**WORK TO COMPLETE:** Copy out, word for word, every line from the one containing "point: the gravel" through the last line of the entries below. Leave out the pictures.

**GIVEN INFORMATION:**
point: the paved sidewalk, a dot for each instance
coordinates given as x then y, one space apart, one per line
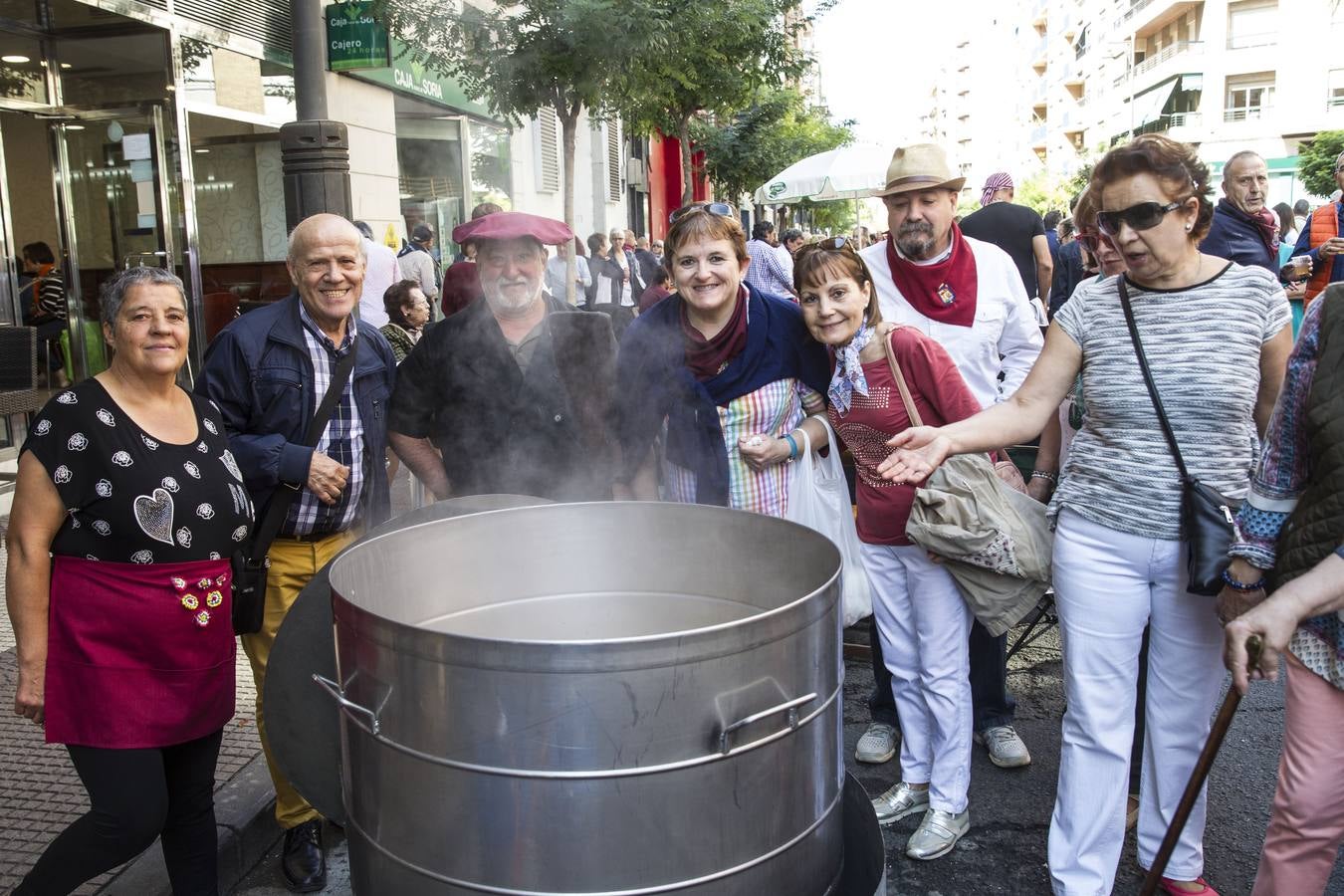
39 790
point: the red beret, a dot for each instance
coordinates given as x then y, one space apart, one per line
515 225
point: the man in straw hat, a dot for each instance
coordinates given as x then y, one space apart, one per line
510 395
968 296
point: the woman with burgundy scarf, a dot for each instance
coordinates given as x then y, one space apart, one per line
722 373
921 617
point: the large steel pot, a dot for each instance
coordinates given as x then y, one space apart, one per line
622 697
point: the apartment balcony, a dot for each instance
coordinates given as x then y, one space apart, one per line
1172 60
1247 113
1186 126
1040 55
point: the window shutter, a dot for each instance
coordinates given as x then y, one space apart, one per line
613 162
548 152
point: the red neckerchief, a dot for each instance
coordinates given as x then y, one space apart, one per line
706 357
944 292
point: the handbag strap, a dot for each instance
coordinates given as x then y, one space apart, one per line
1148 380
280 500
901 380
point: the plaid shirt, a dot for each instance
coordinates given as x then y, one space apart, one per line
341 441
768 273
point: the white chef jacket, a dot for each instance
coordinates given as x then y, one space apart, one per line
1005 337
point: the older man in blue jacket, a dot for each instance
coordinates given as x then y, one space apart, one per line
268 372
1244 230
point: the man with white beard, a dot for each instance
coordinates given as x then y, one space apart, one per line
510 395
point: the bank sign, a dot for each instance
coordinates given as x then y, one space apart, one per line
405 74
355 39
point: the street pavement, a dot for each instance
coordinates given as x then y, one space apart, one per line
1003 853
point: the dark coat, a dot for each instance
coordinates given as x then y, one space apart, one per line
500 431
260 375
1236 237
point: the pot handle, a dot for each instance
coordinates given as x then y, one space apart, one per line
789 707
338 695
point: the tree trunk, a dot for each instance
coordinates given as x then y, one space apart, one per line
568 127
684 137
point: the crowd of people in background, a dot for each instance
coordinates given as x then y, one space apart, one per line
1149 337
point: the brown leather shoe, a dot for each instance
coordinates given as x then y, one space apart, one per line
303 861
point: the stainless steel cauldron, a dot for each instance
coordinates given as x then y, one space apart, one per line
622 697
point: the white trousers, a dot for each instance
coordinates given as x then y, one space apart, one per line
924 625
1108 585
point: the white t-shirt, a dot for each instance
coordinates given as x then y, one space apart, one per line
1005 336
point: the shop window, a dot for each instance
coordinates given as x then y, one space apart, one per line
613 162
1248 97
548 150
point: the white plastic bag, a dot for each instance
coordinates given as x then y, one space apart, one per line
818 499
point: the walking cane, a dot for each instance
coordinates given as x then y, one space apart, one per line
1197 778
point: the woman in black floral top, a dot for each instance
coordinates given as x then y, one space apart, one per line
126 511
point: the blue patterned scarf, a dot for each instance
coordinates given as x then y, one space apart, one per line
848 376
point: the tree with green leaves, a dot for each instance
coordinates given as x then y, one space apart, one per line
1316 161
530 55
768 135
711 60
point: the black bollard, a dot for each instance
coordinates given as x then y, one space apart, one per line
315 156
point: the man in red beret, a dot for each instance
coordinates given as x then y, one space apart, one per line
511 395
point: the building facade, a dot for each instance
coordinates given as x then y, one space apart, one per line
148 133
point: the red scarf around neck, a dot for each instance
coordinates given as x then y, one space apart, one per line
944 292
706 357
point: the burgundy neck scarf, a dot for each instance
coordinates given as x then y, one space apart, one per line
707 357
944 292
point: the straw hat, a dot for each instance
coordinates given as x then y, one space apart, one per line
920 166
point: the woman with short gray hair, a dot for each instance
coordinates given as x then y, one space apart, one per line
126 510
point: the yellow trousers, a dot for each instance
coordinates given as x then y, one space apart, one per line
292 565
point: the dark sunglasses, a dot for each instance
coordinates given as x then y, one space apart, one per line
714 208
1141 216
832 243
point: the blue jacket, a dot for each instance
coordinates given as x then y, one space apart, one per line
258 373
1236 237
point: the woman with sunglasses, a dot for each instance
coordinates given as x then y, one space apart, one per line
922 621
721 372
1217 336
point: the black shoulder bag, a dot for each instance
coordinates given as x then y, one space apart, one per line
250 564
1206 515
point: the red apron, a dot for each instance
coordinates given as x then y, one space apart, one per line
138 656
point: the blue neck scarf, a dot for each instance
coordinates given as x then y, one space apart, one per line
848 376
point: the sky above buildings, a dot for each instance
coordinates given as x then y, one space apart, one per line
879 60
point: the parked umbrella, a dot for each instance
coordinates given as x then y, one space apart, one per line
1199 774
849 172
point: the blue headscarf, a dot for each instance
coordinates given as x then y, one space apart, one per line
848 376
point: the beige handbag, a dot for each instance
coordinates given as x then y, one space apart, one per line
992 538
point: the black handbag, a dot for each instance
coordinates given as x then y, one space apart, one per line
1207 516
250 564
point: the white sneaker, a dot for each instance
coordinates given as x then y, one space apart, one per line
937 833
899 802
1006 747
878 743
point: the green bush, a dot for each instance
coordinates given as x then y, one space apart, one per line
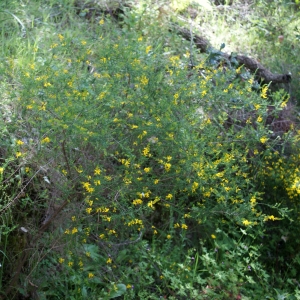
168 179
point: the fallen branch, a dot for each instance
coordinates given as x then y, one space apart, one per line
265 75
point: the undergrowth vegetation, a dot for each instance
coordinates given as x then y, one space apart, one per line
125 172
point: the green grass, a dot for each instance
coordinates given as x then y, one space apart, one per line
168 181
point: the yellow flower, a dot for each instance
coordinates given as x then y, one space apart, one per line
263 139
97 171
74 230
264 92
109 261
147 170
184 226
169 196
246 222
148 49
45 140
168 166
259 119
18 154
144 80
19 142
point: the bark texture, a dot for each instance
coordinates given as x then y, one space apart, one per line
254 66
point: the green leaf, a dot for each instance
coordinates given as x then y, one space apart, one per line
120 290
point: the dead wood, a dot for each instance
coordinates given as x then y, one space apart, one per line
254 66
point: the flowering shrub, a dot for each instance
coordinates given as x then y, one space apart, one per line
157 165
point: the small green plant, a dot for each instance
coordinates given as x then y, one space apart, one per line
140 177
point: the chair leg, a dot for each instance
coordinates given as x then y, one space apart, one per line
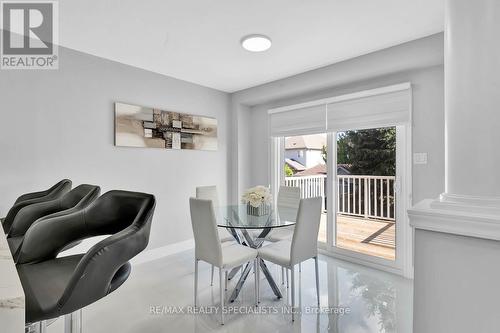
292 290
282 275
258 280
221 281
73 322
317 277
212 278
196 282
256 275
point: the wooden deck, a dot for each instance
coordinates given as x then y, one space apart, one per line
372 237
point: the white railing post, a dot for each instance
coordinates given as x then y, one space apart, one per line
315 186
366 198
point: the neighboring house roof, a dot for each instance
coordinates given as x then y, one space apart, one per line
312 142
294 165
320 169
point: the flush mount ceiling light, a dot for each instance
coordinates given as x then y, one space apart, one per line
256 43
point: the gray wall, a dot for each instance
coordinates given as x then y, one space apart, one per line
60 124
456 283
427 79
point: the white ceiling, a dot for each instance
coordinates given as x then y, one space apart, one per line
199 40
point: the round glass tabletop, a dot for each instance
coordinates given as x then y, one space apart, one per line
240 217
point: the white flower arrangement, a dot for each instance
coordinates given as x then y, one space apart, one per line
257 196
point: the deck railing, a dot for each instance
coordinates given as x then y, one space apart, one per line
364 196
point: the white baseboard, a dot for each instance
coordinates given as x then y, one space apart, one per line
164 251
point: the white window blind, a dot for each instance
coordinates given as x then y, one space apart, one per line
383 109
300 121
386 106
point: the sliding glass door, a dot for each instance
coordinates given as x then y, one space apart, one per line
358 174
355 152
305 167
366 192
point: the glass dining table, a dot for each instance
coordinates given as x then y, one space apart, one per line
250 230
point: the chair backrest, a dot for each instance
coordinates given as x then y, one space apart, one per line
305 238
288 202
208 193
78 198
127 216
206 236
52 193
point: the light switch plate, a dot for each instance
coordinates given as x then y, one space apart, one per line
420 158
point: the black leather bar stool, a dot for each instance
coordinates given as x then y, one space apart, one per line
31 198
59 286
74 200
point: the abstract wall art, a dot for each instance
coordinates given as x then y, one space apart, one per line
138 126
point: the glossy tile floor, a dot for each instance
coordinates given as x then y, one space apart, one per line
373 301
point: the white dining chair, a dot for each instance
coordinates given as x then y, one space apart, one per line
209 249
303 246
287 203
210 193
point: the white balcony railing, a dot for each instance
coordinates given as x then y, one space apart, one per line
364 196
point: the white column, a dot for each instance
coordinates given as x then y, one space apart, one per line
472 97
457 236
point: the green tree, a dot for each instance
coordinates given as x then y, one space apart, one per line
368 152
288 171
371 151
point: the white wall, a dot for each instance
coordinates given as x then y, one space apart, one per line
60 124
419 62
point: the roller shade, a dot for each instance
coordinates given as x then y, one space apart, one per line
300 121
383 109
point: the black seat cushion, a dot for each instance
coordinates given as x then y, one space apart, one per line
33 198
14 244
44 284
120 277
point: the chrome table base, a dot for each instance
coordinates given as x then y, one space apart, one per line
246 239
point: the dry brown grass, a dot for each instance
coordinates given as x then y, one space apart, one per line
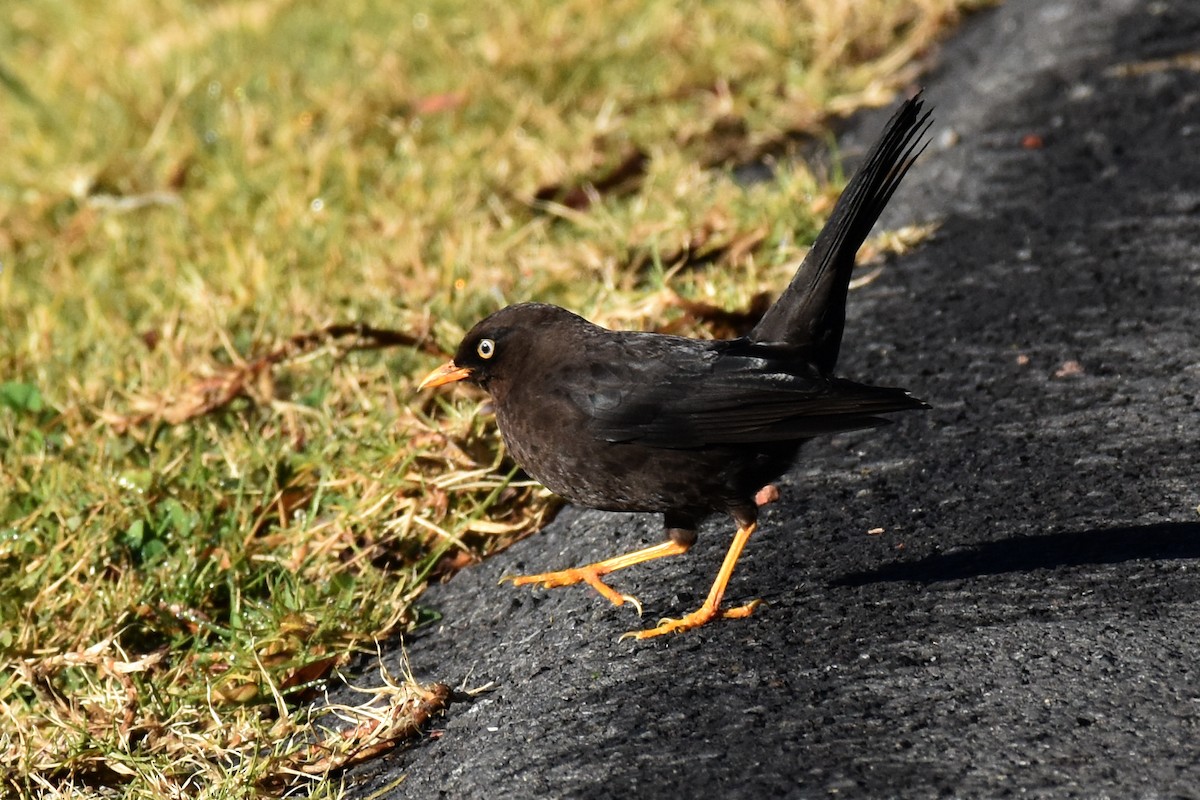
209 498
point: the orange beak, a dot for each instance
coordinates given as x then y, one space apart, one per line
447 373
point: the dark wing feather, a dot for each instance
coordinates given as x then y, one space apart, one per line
681 394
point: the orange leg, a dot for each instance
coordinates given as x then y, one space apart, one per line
592 573
712 607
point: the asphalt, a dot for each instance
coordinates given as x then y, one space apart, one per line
1026 625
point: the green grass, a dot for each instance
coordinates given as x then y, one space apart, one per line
187 185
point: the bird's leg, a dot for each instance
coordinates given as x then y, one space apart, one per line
712 607
679 542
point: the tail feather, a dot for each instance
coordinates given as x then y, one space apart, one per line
811 312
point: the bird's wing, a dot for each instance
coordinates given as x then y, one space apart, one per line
684 394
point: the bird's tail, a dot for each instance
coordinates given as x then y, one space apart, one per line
811 311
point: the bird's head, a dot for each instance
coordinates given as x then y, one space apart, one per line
499 347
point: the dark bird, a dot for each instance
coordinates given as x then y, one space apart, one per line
636 421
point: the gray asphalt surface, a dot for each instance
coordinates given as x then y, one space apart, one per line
1027 623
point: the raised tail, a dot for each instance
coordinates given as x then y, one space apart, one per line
811 312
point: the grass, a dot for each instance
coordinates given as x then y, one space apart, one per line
209 499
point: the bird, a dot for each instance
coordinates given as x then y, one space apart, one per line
688 428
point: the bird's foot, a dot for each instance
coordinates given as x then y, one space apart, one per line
767 494
589 575
702 615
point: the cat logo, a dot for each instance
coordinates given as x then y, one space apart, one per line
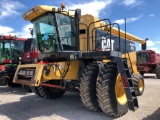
106 45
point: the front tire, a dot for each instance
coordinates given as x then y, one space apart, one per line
88 87
138 84
110 91
27 88
35 91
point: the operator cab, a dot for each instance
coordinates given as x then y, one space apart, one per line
11 48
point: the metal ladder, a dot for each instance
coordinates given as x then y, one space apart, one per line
129 89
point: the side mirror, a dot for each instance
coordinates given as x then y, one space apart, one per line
144 46
31 31
78 14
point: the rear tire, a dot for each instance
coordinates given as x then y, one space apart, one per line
110 101
142 73
158 72
88 87
49 93
138 84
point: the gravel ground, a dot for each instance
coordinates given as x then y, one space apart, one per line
16 104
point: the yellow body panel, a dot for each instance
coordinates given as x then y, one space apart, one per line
133 59
54 74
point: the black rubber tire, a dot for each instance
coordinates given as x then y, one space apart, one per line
46 92
27 88
35 91
142 73
106 92
158 72
88 87
11 84
136 77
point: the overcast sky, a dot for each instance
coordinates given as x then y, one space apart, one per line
143 17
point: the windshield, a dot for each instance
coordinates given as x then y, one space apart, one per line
48 35
66 28
142 57
8 47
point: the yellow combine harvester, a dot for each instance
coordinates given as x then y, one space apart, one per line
83 53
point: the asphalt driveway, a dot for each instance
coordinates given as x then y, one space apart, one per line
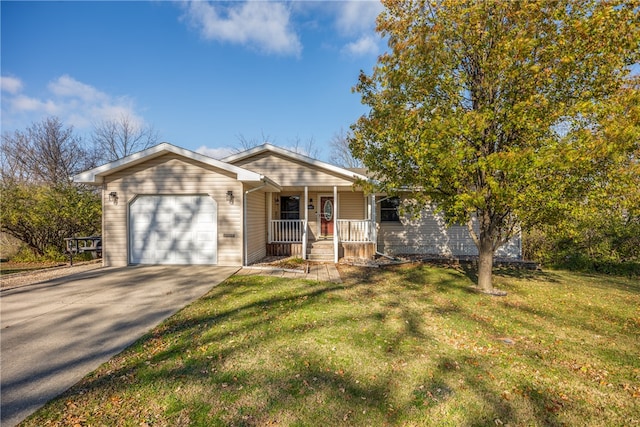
54 333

**SOLUTION FOR THIS TASK:**
point: the gravel ground, a dot for each instance
coordinates given as x then y, one space apart, one per line
16 104
point: the yellow body panel, a dot for each instance
coordinates given as x then y, one space apart, one per line
133 59
54 74
point: the black rubber tire, a dot for each instance
coordinates given as x then y, one space apart, one per line
46 92
27 88
35 91
142 73
106 92
158 72
88 87
11 84
136 77
point: the overcast sky, a dot for each instance
coordinates given as x then y, one space apart, one per line
143 17
point: the windshield, a dot for each instance
coordinates given as x then y, one space apart, one per line
48 35
66 28
142 57
8 47
point: the yellow combine harvester, a dot for each instance
coordinates given as x then y, one space apart, one per line
83 53
point: the asphalt driveway, a dot for each instance
coordinates given as x then y, one space apart, one per line
54 333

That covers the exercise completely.